----- SOURCE

Yamauchi’s surname is attracting attention in her adopted homeland. Meanwhile, a Britain awaiting the return of Paula Radcliffe from maternal duties will wonder whether the former Miss Myers can use her insider knowledge to fill the biggest void of all in the World Championships in Osaka, Japan — where the searing heat and high humidity will have a huge bearing on the result.
Yamauchi, who is on leave from the Foreign Office until after the Beijing Olympics, knows the chances are slim and the standard vertiginous. “One of my Tokyo club-mates who I train with ran 2 hours 24 minutes on her debut and she is only a reserve,” she said. “Had Mizuki Noguchi been there she wouldn’t even have been first reserve! The quality is there, but the weather will make a lot of difference. Championship races are always slower and this certainly will be. People like me, part way down the field on paper, have more chance than in any regular city marathon. There will be surprises and I hope I’m one of them.”
It is alarming that the likes of Noguchi have decided to skip the World Championships because of the conditions, but it does create more opportunities for those whose bodies can withstand the heat that reached a record 40C in Japan recently.
Yamauchi, a 34-year-old who has lived in Japan for six years, was eighteenth two years ago in Helsinki, but is in better shape this time. Sixth place in the London Marathon was a milestone on the road to heightened optimism and her best time is now 2hr 25min 13sec. That, she expects, would win gold on Sunday week, the last day of the championships, but it will not be that simple.
“Osaka is a bit warmer than Tokyo and more humid because it is positioned in a natural basin,” she said. “A lot of distance runners in Japan move to the north of the country or to one of the northern islands in summer to get away from the heat. Many go abroad to escape it. None stay in low-lying areas like Osaka.” Which might make you wonder quite how the World Championships happen to be taking place there in August.
Yamauchi has joined the exodus but has also tailored her training to fit the 7am start time. “I have just spent a month in St Moritz — for the high altitude first, but also because it’s cooler. You can run in the early morning or late evening, but the humidity is such that even normal life can be very draining.

----------
----- SUPPLIED MATERIAL

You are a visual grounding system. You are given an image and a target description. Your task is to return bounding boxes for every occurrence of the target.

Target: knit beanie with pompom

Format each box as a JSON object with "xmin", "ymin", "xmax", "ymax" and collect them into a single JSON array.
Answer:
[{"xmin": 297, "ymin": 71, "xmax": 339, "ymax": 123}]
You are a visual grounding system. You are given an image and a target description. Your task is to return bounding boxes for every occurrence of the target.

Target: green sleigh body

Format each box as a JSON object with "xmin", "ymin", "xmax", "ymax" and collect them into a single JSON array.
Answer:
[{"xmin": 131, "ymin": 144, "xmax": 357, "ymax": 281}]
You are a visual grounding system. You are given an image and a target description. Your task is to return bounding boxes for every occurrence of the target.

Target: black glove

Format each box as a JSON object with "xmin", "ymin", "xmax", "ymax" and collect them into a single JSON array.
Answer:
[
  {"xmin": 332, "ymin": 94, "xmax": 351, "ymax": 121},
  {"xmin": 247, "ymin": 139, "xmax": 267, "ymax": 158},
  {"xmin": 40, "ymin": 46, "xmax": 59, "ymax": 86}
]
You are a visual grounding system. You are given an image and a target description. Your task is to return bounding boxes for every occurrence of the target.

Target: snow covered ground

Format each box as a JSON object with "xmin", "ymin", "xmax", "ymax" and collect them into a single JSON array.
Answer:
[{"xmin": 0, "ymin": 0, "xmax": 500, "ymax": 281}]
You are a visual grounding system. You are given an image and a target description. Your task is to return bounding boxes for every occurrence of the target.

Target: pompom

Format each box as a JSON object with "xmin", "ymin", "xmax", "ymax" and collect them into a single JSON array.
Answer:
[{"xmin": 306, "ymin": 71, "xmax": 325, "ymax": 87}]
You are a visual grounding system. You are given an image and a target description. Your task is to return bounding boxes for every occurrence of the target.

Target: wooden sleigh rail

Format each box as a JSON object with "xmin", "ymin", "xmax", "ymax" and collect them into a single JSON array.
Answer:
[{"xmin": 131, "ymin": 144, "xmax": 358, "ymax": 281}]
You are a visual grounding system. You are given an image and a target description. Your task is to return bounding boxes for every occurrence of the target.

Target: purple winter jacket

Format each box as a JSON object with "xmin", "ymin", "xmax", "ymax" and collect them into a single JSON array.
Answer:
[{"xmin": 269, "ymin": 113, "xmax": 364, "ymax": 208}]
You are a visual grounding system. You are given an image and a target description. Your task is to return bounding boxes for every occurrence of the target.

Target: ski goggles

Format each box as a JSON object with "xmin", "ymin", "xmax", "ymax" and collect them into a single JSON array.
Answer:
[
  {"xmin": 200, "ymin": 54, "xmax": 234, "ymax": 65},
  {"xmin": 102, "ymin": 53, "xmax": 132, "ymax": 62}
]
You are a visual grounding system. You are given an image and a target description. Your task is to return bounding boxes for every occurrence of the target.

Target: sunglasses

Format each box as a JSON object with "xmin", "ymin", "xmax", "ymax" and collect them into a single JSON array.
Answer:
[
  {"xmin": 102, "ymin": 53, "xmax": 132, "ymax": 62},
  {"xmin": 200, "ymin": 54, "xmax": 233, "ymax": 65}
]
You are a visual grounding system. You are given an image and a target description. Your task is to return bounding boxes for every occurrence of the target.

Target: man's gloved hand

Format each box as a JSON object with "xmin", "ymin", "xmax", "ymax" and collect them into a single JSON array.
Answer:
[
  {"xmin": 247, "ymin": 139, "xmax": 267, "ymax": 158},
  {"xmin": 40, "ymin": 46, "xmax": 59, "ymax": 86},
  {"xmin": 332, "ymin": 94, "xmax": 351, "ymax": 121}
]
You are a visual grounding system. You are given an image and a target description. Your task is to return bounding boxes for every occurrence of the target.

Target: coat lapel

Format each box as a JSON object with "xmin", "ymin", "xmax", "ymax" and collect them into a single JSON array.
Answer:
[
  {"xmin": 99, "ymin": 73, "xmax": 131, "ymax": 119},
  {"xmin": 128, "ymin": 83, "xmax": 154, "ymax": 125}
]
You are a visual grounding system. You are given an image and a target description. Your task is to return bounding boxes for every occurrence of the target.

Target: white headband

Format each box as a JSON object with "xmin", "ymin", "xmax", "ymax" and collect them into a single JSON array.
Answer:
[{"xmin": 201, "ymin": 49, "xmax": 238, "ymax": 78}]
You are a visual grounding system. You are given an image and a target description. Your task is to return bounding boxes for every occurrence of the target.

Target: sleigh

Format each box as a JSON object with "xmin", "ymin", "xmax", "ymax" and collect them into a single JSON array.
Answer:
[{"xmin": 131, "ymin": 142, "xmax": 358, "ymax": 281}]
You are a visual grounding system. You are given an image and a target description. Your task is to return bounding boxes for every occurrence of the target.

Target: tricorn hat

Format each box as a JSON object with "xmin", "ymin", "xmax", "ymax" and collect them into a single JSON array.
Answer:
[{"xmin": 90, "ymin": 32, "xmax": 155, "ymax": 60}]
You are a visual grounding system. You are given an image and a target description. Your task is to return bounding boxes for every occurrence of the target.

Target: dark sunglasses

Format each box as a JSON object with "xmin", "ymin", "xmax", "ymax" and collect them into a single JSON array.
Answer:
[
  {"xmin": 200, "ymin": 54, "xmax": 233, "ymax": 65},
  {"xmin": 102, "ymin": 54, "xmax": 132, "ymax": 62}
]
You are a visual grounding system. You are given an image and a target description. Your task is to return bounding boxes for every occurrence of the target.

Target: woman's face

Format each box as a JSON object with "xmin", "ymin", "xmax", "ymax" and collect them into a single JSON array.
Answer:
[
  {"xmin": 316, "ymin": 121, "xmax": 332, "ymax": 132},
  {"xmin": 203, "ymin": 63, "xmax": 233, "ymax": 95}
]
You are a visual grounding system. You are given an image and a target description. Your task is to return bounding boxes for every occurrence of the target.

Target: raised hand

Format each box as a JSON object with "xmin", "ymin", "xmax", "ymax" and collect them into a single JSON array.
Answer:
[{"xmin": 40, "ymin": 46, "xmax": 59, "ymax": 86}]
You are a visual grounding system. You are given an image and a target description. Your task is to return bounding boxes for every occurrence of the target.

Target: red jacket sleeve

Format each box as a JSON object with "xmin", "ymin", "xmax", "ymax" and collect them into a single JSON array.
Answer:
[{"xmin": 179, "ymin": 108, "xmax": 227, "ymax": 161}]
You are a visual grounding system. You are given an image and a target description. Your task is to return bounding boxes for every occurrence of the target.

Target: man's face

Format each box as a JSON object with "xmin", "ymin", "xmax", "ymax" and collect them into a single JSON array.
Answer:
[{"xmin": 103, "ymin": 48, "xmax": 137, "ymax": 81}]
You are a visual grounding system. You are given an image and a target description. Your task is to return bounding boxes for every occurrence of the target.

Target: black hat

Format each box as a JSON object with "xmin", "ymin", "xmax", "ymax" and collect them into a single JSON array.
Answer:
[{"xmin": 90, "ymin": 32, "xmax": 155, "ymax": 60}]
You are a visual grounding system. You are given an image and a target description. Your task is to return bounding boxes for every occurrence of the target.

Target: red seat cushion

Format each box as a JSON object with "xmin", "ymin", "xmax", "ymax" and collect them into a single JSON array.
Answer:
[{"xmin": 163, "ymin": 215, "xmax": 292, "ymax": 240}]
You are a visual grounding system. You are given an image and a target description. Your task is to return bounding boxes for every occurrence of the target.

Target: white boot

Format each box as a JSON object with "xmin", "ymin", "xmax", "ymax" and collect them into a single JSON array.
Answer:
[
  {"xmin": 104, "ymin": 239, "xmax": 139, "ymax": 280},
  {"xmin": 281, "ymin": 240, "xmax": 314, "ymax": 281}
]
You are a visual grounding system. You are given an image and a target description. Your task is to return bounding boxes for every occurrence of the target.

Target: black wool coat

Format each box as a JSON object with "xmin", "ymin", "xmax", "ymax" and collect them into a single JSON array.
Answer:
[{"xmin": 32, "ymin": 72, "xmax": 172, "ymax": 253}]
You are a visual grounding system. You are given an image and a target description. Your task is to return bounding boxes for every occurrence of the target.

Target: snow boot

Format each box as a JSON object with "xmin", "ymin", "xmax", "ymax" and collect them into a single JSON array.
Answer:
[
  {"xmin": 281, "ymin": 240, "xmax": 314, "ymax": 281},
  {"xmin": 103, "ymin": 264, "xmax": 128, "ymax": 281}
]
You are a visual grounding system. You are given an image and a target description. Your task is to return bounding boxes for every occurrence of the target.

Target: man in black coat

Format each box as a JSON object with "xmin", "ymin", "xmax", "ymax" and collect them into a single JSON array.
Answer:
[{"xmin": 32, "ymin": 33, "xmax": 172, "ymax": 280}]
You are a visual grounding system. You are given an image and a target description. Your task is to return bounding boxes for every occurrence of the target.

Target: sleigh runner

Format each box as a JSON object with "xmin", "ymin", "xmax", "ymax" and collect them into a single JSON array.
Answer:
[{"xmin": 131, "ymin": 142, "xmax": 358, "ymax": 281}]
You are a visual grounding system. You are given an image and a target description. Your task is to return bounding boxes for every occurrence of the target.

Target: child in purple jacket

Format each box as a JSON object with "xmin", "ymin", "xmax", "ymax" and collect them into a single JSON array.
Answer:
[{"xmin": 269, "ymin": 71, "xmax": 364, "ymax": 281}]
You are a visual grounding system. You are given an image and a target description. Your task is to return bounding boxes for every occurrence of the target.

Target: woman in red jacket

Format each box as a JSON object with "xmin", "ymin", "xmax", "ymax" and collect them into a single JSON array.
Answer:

----------

From the article on Yamauchi's World Championships marathon hopes, list every city or town it names.

Osaka, Beijing, Tokyo, Helsinki, London, St Moritz